Extracto del texto:
2. Ser testigos del Misterio
José María Mardones analizó «Los factores socioculturales que reconfiguran la vivencia de la fe cristiana». Para el que fuera uno de los grandes sociólogos de la religión de nuestro país, que nos dejó en junio de 2006, la tarea que nos espera en el próximo futuro es ser testigos y guías del Misterio. Vivir la presencia de Dios en la realidad de cada día. Empaparnos de su agua para después ejercer de «gurús», iniciadores e introductores en los caminos de la experiencia de Dios. Porque lo que vale es la experiencia de una misteriosa presencia que responda a los porqués de una vida, a los que no responde la ciencia ni la funcionalidad técnica. Ofrecer experiencia de sentido en un desierto instrumental y eficacista, esta es la tarea de mañana que empieza hoy4.

Contenido de datos:
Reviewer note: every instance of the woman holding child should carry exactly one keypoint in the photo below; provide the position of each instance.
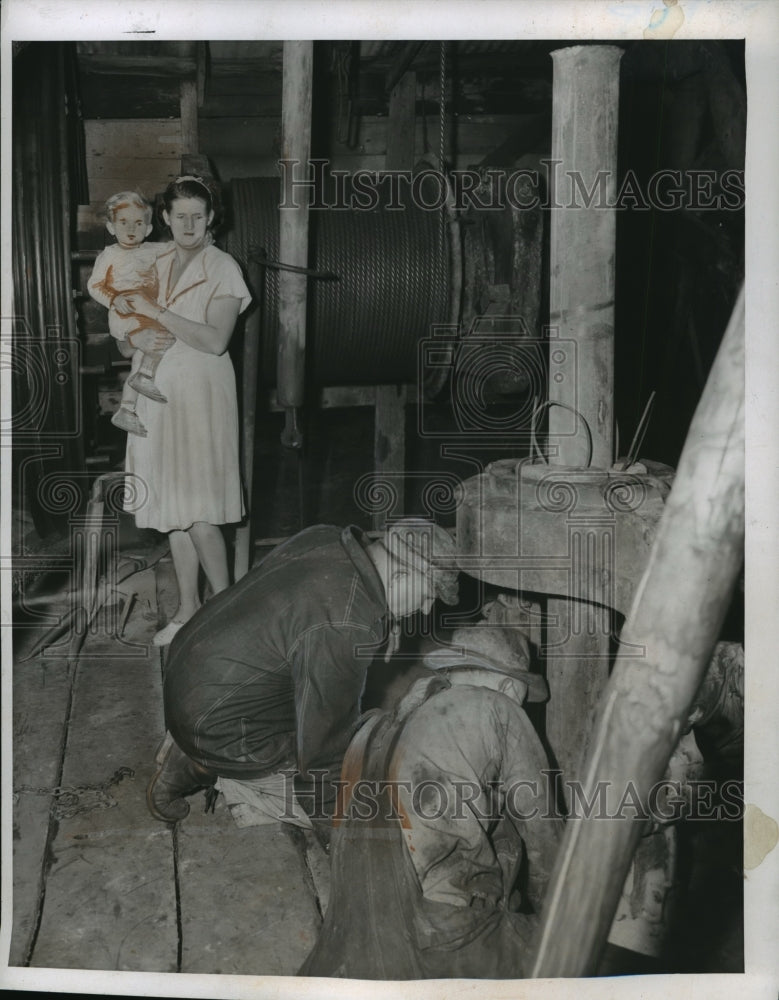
(188, 463)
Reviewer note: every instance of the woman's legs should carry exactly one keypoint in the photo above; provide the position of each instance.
(204, 544)
(209, 543)
(187, 565)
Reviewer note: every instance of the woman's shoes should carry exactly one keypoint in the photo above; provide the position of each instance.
(165, 636)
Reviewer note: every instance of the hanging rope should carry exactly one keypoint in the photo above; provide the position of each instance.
(548, 403)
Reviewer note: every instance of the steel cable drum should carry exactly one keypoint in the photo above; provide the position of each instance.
(364, 328)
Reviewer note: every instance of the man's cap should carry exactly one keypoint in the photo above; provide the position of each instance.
(428, 548)
(491, 647)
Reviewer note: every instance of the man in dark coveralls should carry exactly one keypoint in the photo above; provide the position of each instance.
(266, 678)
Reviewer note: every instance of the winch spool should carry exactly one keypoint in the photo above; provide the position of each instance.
(394, 284)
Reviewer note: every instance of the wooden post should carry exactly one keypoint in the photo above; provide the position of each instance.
(188, 101)
(250, 375)
(666, 646)
(582, 247)
(389, 435)
(293, 224)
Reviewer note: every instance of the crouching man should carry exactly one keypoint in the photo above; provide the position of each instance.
(265, 680)
(444, 835)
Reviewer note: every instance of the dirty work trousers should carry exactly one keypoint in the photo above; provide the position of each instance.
(378, 924)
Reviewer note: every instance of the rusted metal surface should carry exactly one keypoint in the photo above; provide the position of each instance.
(583, 534)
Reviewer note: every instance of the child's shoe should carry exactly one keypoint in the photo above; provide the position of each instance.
(143, 384)
(128, 421)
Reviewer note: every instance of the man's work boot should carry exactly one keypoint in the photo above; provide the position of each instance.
(176, 776)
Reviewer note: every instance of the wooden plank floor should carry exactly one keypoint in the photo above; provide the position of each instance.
(98, 883)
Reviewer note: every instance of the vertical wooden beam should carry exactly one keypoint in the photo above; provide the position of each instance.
(297, 78)
(389, 437)
(667, 643)
(249, 376)
(188, 102)
(582, 246)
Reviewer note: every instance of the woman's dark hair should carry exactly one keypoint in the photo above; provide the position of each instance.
(189, 186)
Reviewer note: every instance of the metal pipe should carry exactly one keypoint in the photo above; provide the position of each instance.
(297, 78)
(666, 645)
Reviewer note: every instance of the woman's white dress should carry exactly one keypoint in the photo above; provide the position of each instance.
(187, 468)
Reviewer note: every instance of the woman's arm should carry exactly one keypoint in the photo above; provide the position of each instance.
(211, 337)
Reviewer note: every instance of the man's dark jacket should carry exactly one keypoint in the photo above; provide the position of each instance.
(268, 674)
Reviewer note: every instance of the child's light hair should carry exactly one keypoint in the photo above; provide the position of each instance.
(117, 201)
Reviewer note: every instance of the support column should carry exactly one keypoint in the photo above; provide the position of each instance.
(667, 643)
(293, 229)
(189, 127)
(389, 433)
(583, 180)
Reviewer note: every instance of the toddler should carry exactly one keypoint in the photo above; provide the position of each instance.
(128, 266)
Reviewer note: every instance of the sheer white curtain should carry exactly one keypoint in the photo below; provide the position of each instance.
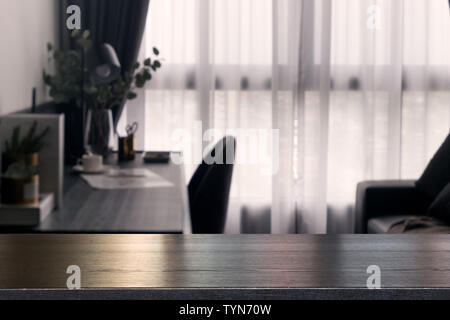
(357, 89)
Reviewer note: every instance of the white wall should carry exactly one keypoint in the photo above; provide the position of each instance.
(25, 28)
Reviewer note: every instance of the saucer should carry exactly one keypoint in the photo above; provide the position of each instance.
(80, 169)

Tarea a realizar: Enumera todos los papeles que, según el extracto sobre la vivencia de la fe, nos corresponde ejercer. Las líneas no hacen falta para resolver lo que se pide.

Resultado:
- Testigos del Misterio
- Guías del Misterio
- «Gurús»
- Iniciadores en los caminos de la experiencia de Dios
- Introductores en los caminos de la experiencia de Dios